### [Data records]
START
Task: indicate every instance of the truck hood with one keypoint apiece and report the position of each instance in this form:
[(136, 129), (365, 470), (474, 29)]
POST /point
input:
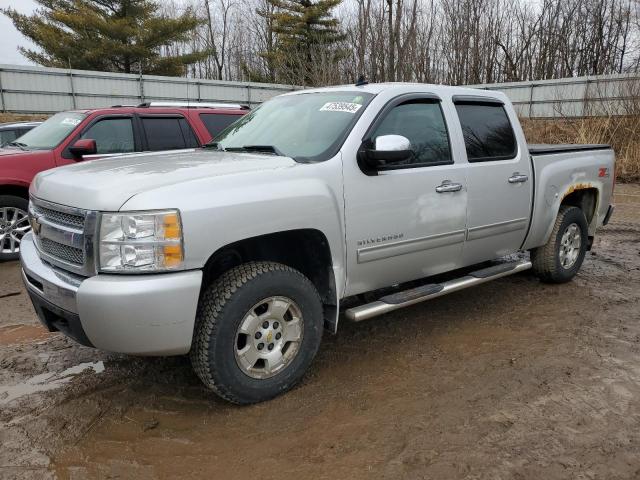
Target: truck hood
END
START
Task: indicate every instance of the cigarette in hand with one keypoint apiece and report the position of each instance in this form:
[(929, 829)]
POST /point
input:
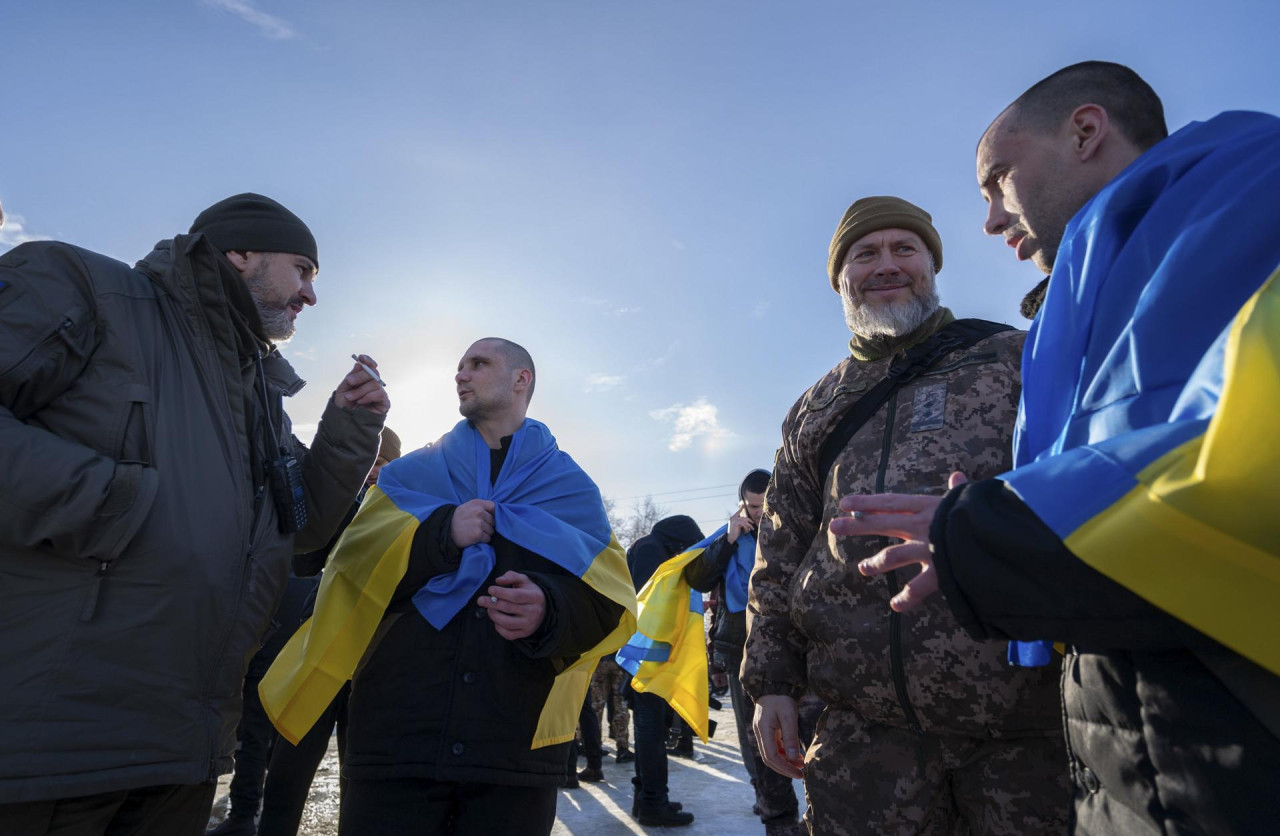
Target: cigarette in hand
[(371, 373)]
END
### [Objective]
Reproduce the records verbatim, everything from the line containing "Task: indicate every instance of the truck" down to the line containing "Target: truck hood", and leave the pictures out of your answer.

### [Result for this exercise]
Task: indicate every instance of the truck hood with one keypoint apiece and report the position of each instance in this form:
[(136, 129), (365, 470), (474, 29)]
POST /point
input:
Target: truck hood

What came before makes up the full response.